Once his playing career was over, Don was Joe Torre’s bench coach in 2004 as the Yanks held a seemingly commanding 3-0 series advantage over the Boston Red Sox in the ALCS, only to lose four in a row. He coached the Yankees from 2004-07 and the Dodgers from 2008-2010 before landing the job as the Dodgers’ manager from 2011-2015. While managing the Miami Marlins from 2016-2022, he earned NL Manager of the Year honors in 2020 as the Marlins earned their first playoff berth since winning the 2003 Fall Classic. Don and Miami parted ways after the 2022 season.
New York retired his No. 23 jersey, making him the lone Yankee with his number retired without having won a World Series with the team. Now, he hopes to check that box with the Phillies.
A Baseball Lifer’s New Chapter
After his contract expired with the Blue Jays in fall 2025, Don thought his days in the dugout might be over. “I knew that was it in Toronto,” says Don, who lives in Evansville each off-season. “I thought it was time to come home, but (Louie) seemed to be having such a good time after going to the World Series that he didn’t want it to be done.”

○ ○ ○

- _EXERCISE PROMPT_
Reproduce verbatim the stretch of the passage above on Don's baseball career from "Once his playing" through "with the Phillies.".

- _PROVIDED MATERIAL_
○ ○ ○

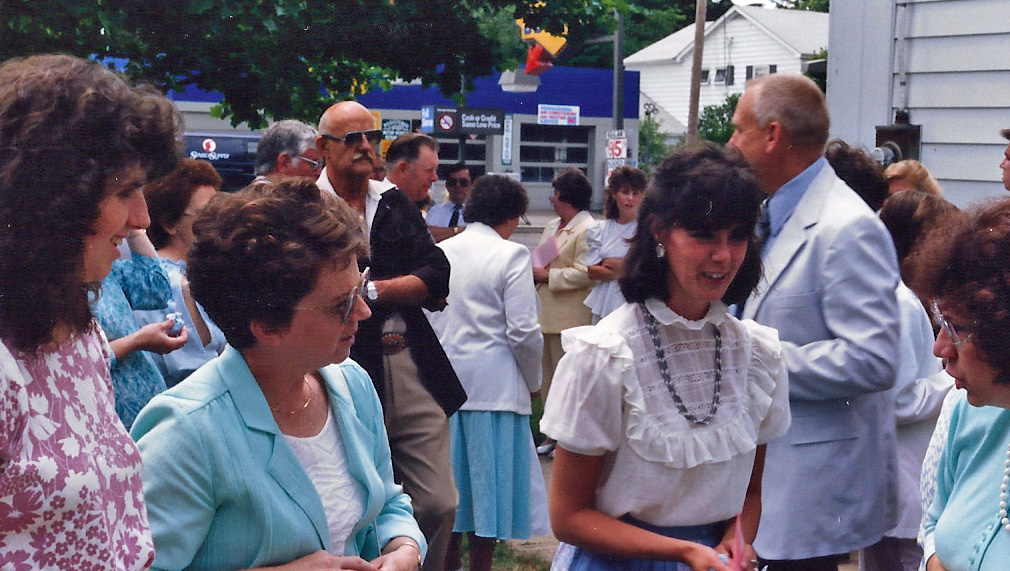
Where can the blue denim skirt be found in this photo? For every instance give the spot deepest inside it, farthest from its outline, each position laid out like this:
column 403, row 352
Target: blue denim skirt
column 572, row 558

○ ○ ○

- _PROBLEM SOLUTION_
Once his playing career was over, Don was Joe Torre’s bench coach in 2004 as the Yanks held a seemingly commanding 3-0 series advantage over the Boston Red Sox in the ALCS, only to lose four in a row. He coached the Yankees from 2004-07 and the Dodgers from 2008-2010 before landing the job as the Dodgers’ manager from 2011-2015. While managing the Miami Marlins from 2016-2022, he earned NL Manager of the Year honors in 2020 as the Marlins earned their first playoff berth since winning the 2003 Fall Classic. Don and Miami parted ways after the 2022 season.
New York retired his No. 23 jersey, making him the lone Yankee with his number retired without having won a World Series with the team. Now, he hopes to check that box with the Phillies.